-- Begin Text shown --

I was interested in the opinion of the teachers who observe the queue and all its peculiarities every week. The teacher on duty told me that this was largely due to the English-speaking countries’ tradition of fried food on Friday. She was extremely pleased with the behaviour of the students. Another teacher commented that, since he is on duty during the second half of lunch, the queue is much quieter. After all, there is no need to rush to lunch at the start and there is always enough food to go around. The teacher declined to comment on my theory that the Friday queue is an allegory for Hampton School (with its idea of competition everywhere among students and the pursuit, not only of knowledge, but also of food). I will leave the reader with these thoughts and wish you a pleasant appetite.

Meet Mr Fakatou

Avi B (E) caught up with Psychology teacher and one half of 5E’s tutor team:

If you could only describe yourself using three words, what would they be?

Relaxed, optimistic and persevering.

How have your first few weeks teaching at Hampton been?

I’ve thoroughly enjoyed my first few weeks teaching at Hampton. The boys are impressive and a delight to teach, and I have already noticed my own teaching practice improve because of it.

What do you enjoy most about being a teacher?

I enjoy teaching topics that I find fascinating and interesting e.g., why do people obey? Even though I teach the same content yearly, it’s always great to see each pupil experience it for the first time every year.

Could you reveal a bit more about psychology as a subject?

Psychology is the scientific study of the mind and behaviour. Predominantly we are looking at people, why they behave the way they do and the theories that seek to explain it. That’s what makes this subject so enjoyable to many – we get the chance to learn about ourselves.

-- End Text shown --
-- Begin Dataset rows --

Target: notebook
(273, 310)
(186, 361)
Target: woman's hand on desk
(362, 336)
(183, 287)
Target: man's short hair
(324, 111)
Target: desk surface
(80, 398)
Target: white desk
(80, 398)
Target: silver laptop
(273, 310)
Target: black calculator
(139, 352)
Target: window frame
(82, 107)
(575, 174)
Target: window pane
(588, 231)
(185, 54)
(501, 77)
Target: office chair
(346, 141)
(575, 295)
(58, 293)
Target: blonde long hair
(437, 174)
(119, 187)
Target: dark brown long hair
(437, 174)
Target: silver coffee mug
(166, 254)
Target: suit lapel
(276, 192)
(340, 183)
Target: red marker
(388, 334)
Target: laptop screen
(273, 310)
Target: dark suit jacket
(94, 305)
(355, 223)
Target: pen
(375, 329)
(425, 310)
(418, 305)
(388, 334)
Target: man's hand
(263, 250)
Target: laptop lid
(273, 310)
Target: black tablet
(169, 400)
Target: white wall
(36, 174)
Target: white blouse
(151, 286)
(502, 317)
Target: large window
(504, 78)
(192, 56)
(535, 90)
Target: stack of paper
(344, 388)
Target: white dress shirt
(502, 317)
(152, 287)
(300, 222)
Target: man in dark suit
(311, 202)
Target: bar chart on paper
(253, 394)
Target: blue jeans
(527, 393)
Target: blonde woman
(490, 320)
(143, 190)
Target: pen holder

-- End Dataset rows --

> Task set:
A: In the Hampton School text, translate this sentence into Spanish: "Psychology is the scientific study of the mind and behaviour."
B: Answer these questions from the Hampton School text.
(i) According to the teacher on duty, what was the Friday lunch queue largely due to?
(ii) What three words does Mr Fakatou use to describe himself?
(iii) What subject does Mr Fakatou teach?

> Answers for the exercise:
A: La psicología es el estudio científico de la mente y el comportamiento.

B:
(i) The English-speaking countries' tradition of fried food on Friday.
(ii) Relaxed, optimistic and persevering.
(iii) Psychology.